_Exercise aim_
Once the line containing "point_to finds the trash" is found in the data below, output that line and every line after it through the last, unchanged and with nothing else.

_Input data_
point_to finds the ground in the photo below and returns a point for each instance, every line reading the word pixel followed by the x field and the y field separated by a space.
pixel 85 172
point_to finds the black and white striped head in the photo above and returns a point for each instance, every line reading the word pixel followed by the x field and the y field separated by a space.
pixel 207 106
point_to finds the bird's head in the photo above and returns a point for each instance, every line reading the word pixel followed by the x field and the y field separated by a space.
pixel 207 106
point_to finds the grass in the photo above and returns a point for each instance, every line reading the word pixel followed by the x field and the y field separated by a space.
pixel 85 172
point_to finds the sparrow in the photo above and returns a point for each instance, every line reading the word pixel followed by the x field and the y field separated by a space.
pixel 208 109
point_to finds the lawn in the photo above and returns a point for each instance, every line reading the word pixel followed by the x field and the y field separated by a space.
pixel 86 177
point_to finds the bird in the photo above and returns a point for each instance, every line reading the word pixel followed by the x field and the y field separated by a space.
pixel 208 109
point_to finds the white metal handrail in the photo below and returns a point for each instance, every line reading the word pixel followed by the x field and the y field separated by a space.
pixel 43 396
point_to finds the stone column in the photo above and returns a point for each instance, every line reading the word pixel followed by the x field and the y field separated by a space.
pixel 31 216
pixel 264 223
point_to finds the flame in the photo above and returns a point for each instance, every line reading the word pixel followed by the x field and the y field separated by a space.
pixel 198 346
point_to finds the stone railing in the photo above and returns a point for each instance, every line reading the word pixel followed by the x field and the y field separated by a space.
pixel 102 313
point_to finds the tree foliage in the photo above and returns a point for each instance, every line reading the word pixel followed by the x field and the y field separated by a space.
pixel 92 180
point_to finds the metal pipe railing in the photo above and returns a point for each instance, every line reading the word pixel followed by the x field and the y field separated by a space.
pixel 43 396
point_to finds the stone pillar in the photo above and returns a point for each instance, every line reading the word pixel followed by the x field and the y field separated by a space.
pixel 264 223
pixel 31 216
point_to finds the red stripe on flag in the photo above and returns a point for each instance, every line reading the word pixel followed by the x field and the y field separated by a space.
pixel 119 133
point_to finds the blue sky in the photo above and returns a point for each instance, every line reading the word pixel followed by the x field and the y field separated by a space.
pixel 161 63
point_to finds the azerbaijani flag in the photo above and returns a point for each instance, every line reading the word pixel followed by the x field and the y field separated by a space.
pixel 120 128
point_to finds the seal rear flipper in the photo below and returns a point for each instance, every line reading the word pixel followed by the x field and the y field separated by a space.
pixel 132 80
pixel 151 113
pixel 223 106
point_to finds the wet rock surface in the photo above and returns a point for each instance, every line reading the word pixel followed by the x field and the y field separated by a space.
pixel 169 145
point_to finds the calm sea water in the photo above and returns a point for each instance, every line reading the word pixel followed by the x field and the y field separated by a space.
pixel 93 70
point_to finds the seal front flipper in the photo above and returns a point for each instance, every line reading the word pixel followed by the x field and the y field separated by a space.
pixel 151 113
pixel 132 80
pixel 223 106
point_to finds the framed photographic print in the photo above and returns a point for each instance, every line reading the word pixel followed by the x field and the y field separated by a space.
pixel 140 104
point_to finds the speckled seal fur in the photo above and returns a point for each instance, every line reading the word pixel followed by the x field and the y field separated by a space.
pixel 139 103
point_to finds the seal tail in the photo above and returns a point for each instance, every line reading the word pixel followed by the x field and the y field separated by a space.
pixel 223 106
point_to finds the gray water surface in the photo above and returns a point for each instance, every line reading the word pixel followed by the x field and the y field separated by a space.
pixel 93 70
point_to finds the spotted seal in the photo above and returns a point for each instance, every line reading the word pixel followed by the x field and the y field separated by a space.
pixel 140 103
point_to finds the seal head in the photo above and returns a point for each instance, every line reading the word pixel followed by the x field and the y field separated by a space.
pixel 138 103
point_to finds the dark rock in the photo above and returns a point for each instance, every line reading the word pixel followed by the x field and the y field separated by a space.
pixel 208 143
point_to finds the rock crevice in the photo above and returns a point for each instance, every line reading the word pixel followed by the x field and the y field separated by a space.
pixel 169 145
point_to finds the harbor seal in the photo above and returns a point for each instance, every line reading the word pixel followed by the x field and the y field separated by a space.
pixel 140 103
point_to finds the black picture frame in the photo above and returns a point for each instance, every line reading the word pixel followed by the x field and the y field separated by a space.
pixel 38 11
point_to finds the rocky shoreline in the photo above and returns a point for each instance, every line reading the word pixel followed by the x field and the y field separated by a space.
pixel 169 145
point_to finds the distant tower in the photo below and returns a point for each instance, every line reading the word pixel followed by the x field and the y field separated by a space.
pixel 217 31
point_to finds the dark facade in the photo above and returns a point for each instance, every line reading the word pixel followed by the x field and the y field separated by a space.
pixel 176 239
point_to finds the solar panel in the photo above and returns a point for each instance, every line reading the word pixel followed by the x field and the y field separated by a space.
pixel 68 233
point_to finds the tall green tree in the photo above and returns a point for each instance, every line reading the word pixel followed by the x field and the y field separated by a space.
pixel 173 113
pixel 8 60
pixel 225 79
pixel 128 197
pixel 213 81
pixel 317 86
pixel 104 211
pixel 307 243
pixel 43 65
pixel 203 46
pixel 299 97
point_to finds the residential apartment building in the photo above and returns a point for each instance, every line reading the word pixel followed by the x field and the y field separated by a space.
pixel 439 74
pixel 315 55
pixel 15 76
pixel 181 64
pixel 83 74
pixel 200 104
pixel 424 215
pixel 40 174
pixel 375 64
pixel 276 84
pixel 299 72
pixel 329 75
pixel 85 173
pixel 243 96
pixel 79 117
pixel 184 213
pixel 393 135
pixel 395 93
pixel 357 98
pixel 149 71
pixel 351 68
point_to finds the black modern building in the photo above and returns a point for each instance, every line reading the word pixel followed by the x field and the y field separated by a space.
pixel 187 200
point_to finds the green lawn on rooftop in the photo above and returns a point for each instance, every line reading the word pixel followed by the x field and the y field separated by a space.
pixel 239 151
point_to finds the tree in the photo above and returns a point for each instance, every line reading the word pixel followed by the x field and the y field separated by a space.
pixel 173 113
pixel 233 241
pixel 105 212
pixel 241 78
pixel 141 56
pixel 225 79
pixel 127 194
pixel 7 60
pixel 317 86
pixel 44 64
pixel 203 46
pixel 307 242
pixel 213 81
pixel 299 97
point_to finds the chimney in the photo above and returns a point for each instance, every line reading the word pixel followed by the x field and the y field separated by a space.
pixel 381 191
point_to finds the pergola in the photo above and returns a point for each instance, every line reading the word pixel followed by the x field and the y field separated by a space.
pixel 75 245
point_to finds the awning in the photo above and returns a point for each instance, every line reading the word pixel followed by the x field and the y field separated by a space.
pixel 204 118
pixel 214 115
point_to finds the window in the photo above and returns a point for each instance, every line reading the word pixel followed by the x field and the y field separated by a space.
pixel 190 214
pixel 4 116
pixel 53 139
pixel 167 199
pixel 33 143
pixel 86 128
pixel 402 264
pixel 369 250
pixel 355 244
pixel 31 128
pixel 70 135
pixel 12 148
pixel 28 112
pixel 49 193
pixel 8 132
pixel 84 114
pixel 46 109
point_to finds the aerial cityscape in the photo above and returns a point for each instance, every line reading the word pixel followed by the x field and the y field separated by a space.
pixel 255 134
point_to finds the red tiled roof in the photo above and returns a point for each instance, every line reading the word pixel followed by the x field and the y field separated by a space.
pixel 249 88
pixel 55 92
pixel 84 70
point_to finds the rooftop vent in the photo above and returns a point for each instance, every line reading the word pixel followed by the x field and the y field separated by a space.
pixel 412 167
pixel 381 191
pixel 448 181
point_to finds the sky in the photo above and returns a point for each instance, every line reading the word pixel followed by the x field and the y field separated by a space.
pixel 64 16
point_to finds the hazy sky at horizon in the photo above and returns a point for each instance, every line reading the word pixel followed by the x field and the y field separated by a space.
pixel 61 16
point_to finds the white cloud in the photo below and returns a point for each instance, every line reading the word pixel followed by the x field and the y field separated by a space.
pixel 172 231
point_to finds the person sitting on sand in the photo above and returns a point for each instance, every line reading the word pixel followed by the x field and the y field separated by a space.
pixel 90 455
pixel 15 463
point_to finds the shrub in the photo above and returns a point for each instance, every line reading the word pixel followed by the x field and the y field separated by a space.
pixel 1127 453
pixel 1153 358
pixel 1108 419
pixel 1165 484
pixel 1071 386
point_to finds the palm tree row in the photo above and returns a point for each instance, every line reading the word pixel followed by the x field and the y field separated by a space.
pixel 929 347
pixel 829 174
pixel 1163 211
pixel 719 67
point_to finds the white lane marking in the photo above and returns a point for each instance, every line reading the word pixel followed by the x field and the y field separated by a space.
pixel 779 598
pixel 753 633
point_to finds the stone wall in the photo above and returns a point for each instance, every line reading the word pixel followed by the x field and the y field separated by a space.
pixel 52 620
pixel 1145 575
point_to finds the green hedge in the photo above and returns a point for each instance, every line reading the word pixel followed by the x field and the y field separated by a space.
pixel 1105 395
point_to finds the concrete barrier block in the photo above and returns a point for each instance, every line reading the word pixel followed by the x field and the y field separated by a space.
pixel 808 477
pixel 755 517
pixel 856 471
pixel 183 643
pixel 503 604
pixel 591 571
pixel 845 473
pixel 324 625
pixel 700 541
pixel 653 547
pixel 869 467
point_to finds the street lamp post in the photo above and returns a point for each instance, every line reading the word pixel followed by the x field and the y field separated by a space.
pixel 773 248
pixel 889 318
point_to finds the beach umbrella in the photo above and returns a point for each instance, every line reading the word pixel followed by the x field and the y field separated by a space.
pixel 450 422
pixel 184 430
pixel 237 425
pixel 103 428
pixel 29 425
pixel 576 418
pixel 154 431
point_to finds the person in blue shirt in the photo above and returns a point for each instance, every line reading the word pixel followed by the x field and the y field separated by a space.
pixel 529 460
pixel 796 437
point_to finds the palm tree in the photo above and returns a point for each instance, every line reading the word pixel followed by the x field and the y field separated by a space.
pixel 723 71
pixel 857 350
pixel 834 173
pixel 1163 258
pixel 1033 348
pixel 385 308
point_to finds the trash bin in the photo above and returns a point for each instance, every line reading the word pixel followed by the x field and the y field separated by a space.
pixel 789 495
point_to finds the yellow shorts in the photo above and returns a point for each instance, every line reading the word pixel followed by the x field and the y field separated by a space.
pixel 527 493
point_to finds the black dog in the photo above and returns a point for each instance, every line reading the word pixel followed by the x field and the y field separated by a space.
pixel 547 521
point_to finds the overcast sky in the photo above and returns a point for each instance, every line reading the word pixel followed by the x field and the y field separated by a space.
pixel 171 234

_Solution for this task_
point_to finds the trash bin in the photo above and returns a point for each instance, every line reading the word pixel followed by the x field and the y field separated by a space.
pixel 789 495
point_to finds the yellow shorts in the photo above and returns a point for each instance, every line reading the word pixel followed by the x field and the y field separated by a space.
pixel 527 493
point_to finds the black dog in the photo above and returns a point for each instance, every line reading the word pixel followed by the x field and the y field separated by a space.
pixel 547 521
point_to finds the overcast sky in the photo above and returns a point for each instance, every line reading the word pixel followed by the x field and the y field separated by a space.
pixel 171 234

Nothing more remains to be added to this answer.